**Work order 1:** According to the article on a possible Bank of Canada rate cut, how much did Canada's economy shrink in April?
**Work order 2:** Carry on the article on a possible Bank of Canada rate cut, picking up after its final sentence.

**Extract to read:**
__________
- Cut could come as soon as July 15
- CIBC: 'Indebted households don’t need even lower borrowing costs'
- Poloz: Soaring household debt a necessary 'side effect'
The surprisingly bad GDP readout for April has many economists saying another interest rate cut from the Bank of Canada is now more likely.
The economy shrank 0.1 per cent in April, StatsCan said, confounding economists’ expectations of a 0.1 per cent increase in GDP. It marked the fourth straight month of declining economic output in Canada, and prompted renewed questions on whether Canada will have seen a recession in the first half of this year.
Until recently, only the more bearish forecasters saw the Bank of Canada aggressively lowering interest rates again following January’s cut, but on Tuesday morning CIBC said it now expects a 0.25 percentage point cut at the Bank’s July 15 meeting. That would bring the key lending rate to 0.5 per cent from the current 0.75 per cent.
“We can argue and debate to what extent such a move is needed,” CIBC economist Bejamin Tal wrote. “The damage is narrowly based, and clearly highly indebted households don’t need even lower borrowing costs.”
Tal is not the only one wondering whether lower borrowing costs will actually help the parts of the Canadian economy that need helping.
The fiscal stimulus provided to the economy over the past half decade, in the form of rock-bottom interest rates, has disproportionately helped the housing and consumer debt sectors. House prices in many markets have soared and consumer debt has hit record levels, even as the economy otherwise puts out middling results.
But in a speech at the Bank for International Settlements (BIS) this week, Bank of Canada Governor Stephen Poloz made it clear he is not as concerned about consumer debt as he is about Canada’s unimpressive economic performance. He described soaring debt levels as a necessary “side effect” of economic stimulus.
“If the doctor says you need surgery to avoid death, the side effects usually don’t deter you, you just go ahead and manage them somehow,” Poloz said, as quoted at Bloomberg. “Other issues must be subordinate and I think of them as side effects.”
__________
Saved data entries

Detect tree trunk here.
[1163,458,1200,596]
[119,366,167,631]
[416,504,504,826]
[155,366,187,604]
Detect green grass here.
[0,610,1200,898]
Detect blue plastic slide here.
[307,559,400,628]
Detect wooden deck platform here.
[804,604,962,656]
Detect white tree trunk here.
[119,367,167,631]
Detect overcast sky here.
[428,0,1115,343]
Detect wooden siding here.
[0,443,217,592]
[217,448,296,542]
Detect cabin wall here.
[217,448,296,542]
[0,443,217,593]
__________
**Response area 1:** 0.1 per cent.

**Response area 2:**
Some of the more bearish economists — such as Capital Economics’ David Madani — say Canada is in a recession right now. Even before Tuesday’s GDP numbers, Madani was predicting that the Bank of Canada would cut its key lending rate all the way to 0.25 per cent before the end of the year.
“It's now obvious that the oil price shock is larger than what the Bank of Canada had assumed,” Madani wrote.
But for the time being, Madani is in the minority. Most of the big Bay Street economists see some upside for Canada’s economy in May and June, with some data suggesting a pick-up in manufacturing and construction.
“The good news is that there is potential for a sharp rebound in real GDP growth through both May and June, particularly as mining plants re-open and production comes back on line,” TD Bank economist Diana Petramala wrote.
“In addition, housing starts jumped above 200,000 in May, which bodes well for construction activity; home sales and prices continue to beat expectations, which will help support housing-related purchases; strong May auto sales point to a rebound in retail spending.”
All the same, Petramala admits the overall outlook for the second quarter is “not pretty,” and sees a higher chance of a rate cut at next month’s BoC meeting.